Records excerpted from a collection

──────────────────────────────

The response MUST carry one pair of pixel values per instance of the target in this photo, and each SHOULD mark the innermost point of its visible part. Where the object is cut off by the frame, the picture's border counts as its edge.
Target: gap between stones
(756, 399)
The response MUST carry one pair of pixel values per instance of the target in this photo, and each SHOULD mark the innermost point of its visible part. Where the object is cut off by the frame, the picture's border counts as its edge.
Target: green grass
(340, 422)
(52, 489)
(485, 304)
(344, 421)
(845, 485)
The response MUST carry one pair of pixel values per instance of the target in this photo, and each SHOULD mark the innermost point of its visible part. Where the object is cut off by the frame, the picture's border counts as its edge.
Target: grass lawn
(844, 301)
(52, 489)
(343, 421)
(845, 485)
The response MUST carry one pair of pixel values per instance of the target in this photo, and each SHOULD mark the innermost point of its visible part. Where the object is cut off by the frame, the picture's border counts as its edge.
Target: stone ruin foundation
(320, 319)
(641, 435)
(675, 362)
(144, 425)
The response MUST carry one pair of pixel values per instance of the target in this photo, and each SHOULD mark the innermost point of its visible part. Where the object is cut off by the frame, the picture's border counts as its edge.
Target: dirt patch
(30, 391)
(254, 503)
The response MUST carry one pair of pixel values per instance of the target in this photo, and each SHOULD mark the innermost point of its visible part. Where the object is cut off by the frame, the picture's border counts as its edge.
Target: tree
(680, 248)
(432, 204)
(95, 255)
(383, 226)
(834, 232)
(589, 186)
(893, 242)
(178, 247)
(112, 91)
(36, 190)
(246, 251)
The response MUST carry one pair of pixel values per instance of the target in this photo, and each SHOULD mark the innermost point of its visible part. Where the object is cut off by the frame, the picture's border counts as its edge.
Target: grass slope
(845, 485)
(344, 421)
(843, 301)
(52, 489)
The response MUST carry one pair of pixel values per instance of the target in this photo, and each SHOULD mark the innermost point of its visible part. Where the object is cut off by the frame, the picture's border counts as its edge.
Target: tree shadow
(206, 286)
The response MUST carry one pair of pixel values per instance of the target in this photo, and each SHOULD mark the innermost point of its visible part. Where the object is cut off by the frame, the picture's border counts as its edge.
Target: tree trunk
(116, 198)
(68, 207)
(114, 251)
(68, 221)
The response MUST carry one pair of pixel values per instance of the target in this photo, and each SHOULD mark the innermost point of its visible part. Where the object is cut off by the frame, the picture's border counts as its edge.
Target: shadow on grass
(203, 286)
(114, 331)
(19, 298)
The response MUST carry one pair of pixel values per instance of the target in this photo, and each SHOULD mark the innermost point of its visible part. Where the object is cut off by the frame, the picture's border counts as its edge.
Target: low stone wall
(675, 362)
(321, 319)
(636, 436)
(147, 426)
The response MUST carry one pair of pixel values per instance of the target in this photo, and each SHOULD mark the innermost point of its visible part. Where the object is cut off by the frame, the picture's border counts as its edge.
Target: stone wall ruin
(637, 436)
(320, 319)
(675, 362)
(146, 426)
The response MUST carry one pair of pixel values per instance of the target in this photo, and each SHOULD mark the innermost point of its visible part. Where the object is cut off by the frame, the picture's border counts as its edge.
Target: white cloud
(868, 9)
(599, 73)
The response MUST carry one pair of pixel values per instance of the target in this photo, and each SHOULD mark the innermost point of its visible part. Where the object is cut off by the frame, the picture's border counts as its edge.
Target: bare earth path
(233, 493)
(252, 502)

──────────────────────────────

→ **ABOUT THIS TASK**:
Write out the records above again, keeping each one identical to the original.

→ **REPLY**:
The response MUST carry one pair of pixel values per instance of the target in this photo, and each SHOULD mark the innermost point of its visible part. Where the object is cut off by the frame, the picture's border counts as its edge.
Target: gap between stones
(756, 399)
The response MUST carry one pair of pixel values per instance of the target in this photo, and each SHOULD mark the innermost point of its visible part. Where the object is cut off by the frame, the picture's border counts as its edge.
Target: green grass
(340, 422)
(52, 489)
(485, 304)
(344, 421)
(845, 485)
The response MUST carry one pair of pixel values per instance of the target in this photo, and each SHOULD mark the innermost point of its visible part. Where the object is cut off by the frame, the picture's border counts as its edge.
Target: grass lawn
(844, 301)
(52, 489)
(343, 421)
(845, 485)
The response MUST carry one pair of pixel values per instance of the target in this photo, and each SHOULD mark the innermost point of its visible part. Where the object is cut off by the frame, the picture's border counts as its edge.
Target: stone ruin foundation
(320, 319)
(641, 435)
(675, 362)
(144, 425)
The response MUST carry one pair of pixel values per instance of the target in this photo, and each SHOULD mark the innermost point of its visible part. Where the object is cut off by the frame, the picture's border counts as its edge.
Target: dirt patch
(30, 391)
(254, 503)
The response MUST carry one pair of pixel values per instance of the target in this photo, and each SHOULD mark the innermost point of its visible part. Where the object is cut off by the frame, the picture's border counts as its edge.
Target: tree
(680, 248)
(432, 204)
(95, 255)
(383, 226)
(834, 232)
(589, 186)
(893, 242)
(178, 247)
(112, 91)
(36, 190)
(246, 251)
The response MUST carry one pair of pixel values per instance of the target in this photo, and each SHOULD mark the innermost point of its visible part. Where the object is cut off by the frame, the picture's border counts as its edge.
Target: grass slope
(845, 485)
(344, 421)
(843, 301)
(52, 489)
The response MUST carry one pair of pixel values per instance of the target in this photo, and each SHOULD mark the innermost point of its visible part. Where the object is cut off by the frame, the picture's border counts as its edge.
Target: tree shadow
(206, 286)
The response MUST carry one pair of pixel values per instance of the target in this photo, and each SHOULD mark the innermost point of its visible part. Where the object is cut off by the frame, the picture's border counts as its edge.
Target: tree trunk
(116, 198)
(68, 207)
(114, 251)
(68, 221)
The response MUST carry one pair of pixel values per instance of the target in this photo, and each SHOULD mark the innermost point of its visible part. Where the object is cut off by the frame, the picture's border counts as its edge.
Target: shadow on grass
(203, 286)
(114, 331)
(19, 298)
The response MUST carry one pair of pixel values per instance of the target in this photo, and each SHOULD mark the innermost point of its visible part. Where the object is cut off by the frame, the picture's border counts as its edge.
Target: low stone wall
(675, 362)
(321, 319)
(636, 436)
(147, 426)
The response MUST carry one pair of pixel values per instance of the target in this photo, and each SHOULD mark the innermost point of its visible part. Where the object is cut off by the frame, the picture's border counts as its edge.
Target: stone wall ruin
(637, 436)
(320, 319)
(675, 362)
(146, 426)
The response MUST carry one pair of pixel values per instance of the target in this photo, and each SHOULD mark the innermost point of its visible part. Where the object is cut off by the frame, the picture's border counts as its edge.
Target: white cloud
(868, 9)
(599, 73)
The response MUST carry one pair of pixel values per instance of the target in this photo, and each SHOULD mark the innermost point of its visible part. Where the object is cut off by the frame, the picture's border counts as its edge.
Target: bare earth path
(233, 493)
(252, 502)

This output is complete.